*Given request*: Report how many rows below contain the string "jersey". Give only the number.
··· Input
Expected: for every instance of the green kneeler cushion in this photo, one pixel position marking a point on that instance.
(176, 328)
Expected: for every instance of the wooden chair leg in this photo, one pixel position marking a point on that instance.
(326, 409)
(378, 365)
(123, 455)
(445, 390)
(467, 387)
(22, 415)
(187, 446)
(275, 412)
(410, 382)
······
··· Input
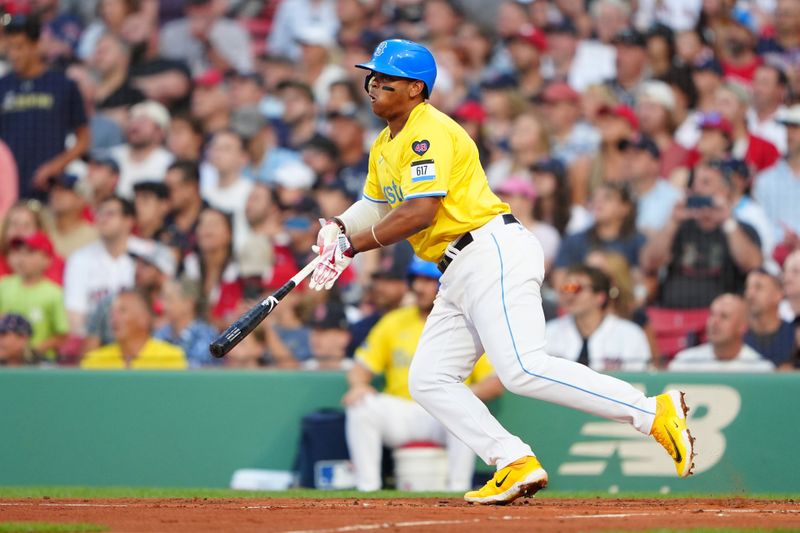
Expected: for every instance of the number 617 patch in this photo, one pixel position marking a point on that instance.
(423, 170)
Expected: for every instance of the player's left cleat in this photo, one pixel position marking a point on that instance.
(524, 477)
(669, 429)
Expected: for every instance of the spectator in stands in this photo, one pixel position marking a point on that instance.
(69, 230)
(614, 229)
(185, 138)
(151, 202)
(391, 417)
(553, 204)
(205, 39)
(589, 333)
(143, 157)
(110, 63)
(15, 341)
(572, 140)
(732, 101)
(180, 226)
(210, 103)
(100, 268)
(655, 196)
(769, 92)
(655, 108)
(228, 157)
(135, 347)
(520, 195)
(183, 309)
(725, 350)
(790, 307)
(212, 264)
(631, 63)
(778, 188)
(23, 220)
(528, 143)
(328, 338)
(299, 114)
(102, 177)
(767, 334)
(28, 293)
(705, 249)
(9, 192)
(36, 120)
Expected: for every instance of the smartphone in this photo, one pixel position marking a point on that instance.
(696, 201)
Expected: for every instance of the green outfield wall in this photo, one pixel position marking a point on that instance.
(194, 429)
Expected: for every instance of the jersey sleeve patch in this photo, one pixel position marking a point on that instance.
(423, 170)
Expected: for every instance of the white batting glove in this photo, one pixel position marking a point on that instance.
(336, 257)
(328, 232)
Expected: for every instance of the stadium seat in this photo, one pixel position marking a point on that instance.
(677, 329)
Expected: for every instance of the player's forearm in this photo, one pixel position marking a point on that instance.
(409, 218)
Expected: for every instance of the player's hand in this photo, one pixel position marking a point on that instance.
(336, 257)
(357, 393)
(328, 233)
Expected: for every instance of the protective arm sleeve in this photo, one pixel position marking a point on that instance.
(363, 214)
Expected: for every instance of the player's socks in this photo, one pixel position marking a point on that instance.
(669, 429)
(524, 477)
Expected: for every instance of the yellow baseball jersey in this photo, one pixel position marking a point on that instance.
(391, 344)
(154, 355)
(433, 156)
······
*Expected output*: 2